_What is asked_:
List every line in the items below that contains the word "white", copying each line in full.
──────
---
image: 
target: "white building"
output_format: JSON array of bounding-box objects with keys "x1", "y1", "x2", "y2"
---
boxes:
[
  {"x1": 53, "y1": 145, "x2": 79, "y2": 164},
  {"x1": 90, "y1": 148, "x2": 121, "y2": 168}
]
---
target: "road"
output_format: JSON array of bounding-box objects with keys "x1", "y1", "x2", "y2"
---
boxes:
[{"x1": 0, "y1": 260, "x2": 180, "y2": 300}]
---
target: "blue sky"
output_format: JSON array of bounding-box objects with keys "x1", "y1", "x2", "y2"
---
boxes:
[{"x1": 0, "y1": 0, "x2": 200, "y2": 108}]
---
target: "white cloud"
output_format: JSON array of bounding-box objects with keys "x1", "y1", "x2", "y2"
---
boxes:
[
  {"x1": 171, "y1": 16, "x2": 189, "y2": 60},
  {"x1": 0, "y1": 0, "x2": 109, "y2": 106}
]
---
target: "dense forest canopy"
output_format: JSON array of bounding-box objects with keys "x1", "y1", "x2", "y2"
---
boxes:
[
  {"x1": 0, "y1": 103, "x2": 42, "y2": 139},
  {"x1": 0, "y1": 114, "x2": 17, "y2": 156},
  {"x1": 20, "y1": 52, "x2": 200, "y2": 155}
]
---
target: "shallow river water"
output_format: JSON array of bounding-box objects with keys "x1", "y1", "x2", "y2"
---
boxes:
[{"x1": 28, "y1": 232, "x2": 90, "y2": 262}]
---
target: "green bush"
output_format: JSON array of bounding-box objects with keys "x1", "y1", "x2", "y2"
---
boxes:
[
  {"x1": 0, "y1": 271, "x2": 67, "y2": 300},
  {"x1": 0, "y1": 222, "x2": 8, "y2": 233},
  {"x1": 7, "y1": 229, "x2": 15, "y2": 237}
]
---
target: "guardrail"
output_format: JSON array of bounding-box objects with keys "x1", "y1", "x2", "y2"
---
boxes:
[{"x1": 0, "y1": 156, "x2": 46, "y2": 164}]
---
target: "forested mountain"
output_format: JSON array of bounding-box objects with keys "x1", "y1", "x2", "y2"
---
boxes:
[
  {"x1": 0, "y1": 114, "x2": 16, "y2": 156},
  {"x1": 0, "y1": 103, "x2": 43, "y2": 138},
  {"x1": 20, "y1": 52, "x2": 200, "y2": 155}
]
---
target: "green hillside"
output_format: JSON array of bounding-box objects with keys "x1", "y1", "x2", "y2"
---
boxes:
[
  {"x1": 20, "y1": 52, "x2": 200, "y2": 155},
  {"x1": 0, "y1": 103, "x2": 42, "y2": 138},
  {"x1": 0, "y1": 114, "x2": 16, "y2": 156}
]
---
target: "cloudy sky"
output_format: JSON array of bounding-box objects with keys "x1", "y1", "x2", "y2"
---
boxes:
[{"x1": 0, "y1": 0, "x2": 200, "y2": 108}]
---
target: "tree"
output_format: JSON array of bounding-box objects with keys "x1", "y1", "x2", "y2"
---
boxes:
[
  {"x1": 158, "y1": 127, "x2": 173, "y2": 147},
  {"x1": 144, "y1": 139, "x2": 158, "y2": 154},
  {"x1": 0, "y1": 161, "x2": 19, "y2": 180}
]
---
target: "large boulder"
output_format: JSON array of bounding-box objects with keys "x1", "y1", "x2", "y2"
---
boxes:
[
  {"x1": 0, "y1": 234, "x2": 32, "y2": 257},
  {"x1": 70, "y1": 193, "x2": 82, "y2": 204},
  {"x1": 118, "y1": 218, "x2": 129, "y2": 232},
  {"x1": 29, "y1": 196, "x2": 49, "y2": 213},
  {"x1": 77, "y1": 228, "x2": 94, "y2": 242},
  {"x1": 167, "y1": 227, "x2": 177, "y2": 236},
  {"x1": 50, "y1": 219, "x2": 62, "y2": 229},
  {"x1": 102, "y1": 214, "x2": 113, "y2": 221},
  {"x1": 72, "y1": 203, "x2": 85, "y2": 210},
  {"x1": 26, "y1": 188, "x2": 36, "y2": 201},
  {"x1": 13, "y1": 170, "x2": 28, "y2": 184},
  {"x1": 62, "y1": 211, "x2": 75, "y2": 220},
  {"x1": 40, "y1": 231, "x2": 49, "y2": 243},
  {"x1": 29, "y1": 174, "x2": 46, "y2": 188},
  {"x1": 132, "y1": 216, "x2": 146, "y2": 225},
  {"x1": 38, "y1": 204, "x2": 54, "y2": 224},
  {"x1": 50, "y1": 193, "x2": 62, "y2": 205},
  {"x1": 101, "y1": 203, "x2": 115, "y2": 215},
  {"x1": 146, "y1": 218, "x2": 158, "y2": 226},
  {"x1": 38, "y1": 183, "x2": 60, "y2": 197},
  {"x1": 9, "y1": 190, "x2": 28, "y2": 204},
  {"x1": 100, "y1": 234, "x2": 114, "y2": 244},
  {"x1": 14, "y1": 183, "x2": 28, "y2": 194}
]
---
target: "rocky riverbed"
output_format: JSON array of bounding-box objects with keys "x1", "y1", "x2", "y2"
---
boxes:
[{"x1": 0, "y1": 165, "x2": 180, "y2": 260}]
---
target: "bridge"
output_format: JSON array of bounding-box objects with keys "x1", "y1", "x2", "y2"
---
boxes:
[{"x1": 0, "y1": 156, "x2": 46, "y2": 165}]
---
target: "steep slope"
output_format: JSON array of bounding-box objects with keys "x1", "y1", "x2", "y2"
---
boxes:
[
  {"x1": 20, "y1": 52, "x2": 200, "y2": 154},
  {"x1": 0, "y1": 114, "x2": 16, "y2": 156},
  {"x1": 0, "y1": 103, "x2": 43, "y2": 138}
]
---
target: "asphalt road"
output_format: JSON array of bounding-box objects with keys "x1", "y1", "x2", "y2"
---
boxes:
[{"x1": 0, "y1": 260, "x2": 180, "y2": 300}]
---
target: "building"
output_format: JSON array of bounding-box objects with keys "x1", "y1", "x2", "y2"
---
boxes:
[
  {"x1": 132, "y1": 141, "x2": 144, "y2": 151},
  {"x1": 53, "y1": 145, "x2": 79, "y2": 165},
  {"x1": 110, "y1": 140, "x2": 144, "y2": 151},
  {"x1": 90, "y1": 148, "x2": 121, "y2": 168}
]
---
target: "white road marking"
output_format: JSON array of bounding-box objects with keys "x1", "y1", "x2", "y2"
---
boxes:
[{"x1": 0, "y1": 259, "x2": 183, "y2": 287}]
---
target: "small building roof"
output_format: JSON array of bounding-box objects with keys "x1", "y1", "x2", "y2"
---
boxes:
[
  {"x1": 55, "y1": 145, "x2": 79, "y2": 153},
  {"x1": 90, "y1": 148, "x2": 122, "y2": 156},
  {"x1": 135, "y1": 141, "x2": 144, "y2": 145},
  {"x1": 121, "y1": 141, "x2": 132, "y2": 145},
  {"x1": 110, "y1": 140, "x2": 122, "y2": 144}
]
──────
_Exercise output_:
target: "white building"
target: "white cloud"
target: "white road marking"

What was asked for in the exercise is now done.